The early phase of the New Critical campaign was led by Southern poets and university teachers: J. C.
Ransom and A.
Tate, along with R. P.
Warren and C.
Brooks, editors of the
Southern Review (1935–42). The name applied to this movement comes from the title of Ransom's book
The New Criticism (1941), which surveys the critical work of T. S.
Eliot, I. A.
Richards, and W.
Empson in Britain, from which the New Critics clearly derived their inspiration. While Ransom and Tate formulated the theoretical principles, Brooks and Warren, notably in their textbook
Understanding Poetry (1938), applied them to the teaching of literature in universities. Other contributions came from R. P.
Blackmur (
The Double Agent, 1935) and Y.
Winters (
Primitivism and Decadence, 1937).
From 1939, when Ransom founded the
Kenyon Review and Brooks published his
Modern Poetry and the Tradition, the New Criticism made important headway in the universities; notably at Yale, where a second wave of New Critical theory was represented by René Wellek and Austin Warren's
Theory of Literature (1949), and by W. K. Wimsatt's
The Verbal Icon (1954), containing essays written with M. C. Beardsley (see
intentional fallacy). The most celebrated work of ‘applied’ New Criticism was Brooks's
The Well Wrought Urn (1947).
By the late 1950s New Criticism had become an academic orthodoxy which younger critics found to be not only inapplicable to most genres other than lyric poetry but narrow in its exclusion of social and historical dimensions of literature.

## Goals
1. Condense the paragraph of the passage on New Criticism that begins "From 1939, when Ransom founded" into a short bulleted list that keeps its main facts.
2. From the passage on New Criticism, extract word for word the part that opens with the words containing "Empson in Britain, from" and closes with "and Decadence, 1937).".

## Dataset content
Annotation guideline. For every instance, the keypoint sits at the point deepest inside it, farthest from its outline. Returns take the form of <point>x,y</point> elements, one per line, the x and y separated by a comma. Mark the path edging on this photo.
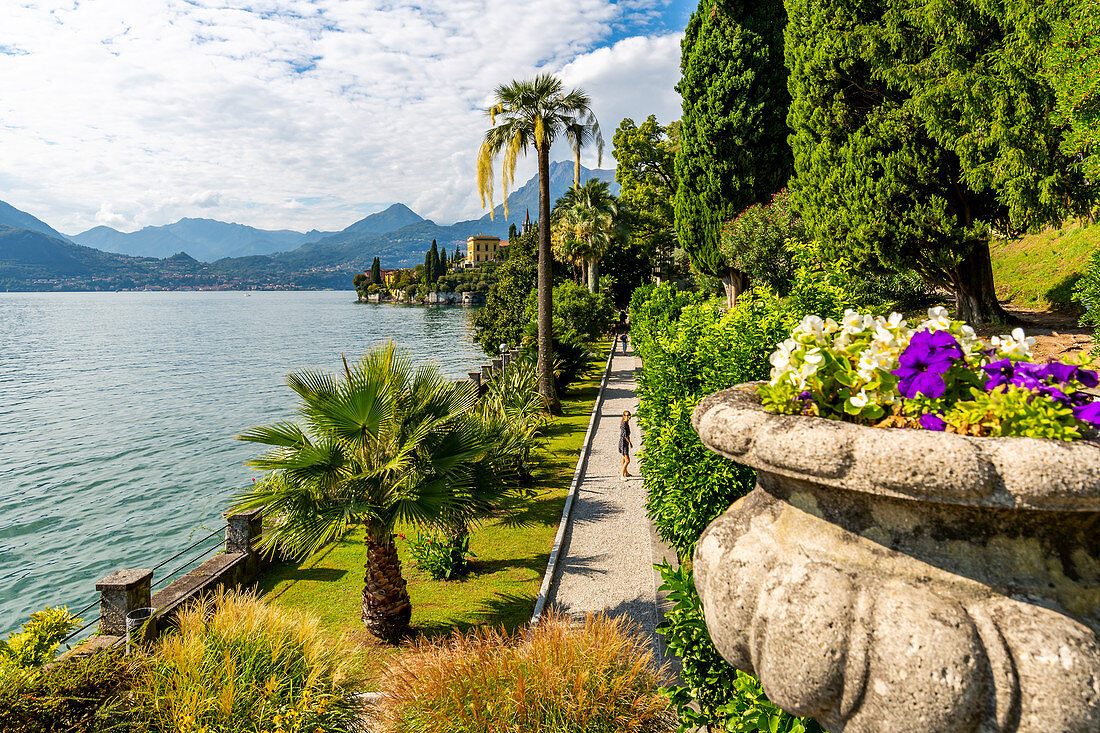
<point>582,463</point>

## Task results
1.
- In 1939 Ransom founded the Kenyon Review and Brooks published Modern Poetry and the Tradition. From then on, the New Criticism made important headway in the universities.
- At Yale a second wave of New Critical theory appeared in René Wellek and Austin Warren's Theory of Literature (1949) and W. K. Wimsatt's The Verbal Icon (1954). The Verbal Icon contains essays written with M. C. Beardsley.
- Brooks's The Well Wrought Urn (1947) was the most celebrated work of "applied" New Criticism.

2.
Empson in Britain, from which the New Critics clearly derived their inspiration. While Ransom and Tate formulated the theoretical principles, Brooks and Warren, notably in their textbook
Understanding Poetry (1938), applied them to the teaching of literature in universities. Other contributions came from R. P.
Blackmur (
The Double Agent, 1935) and Y.
Winters (
Primitivism and Decadence, 1937).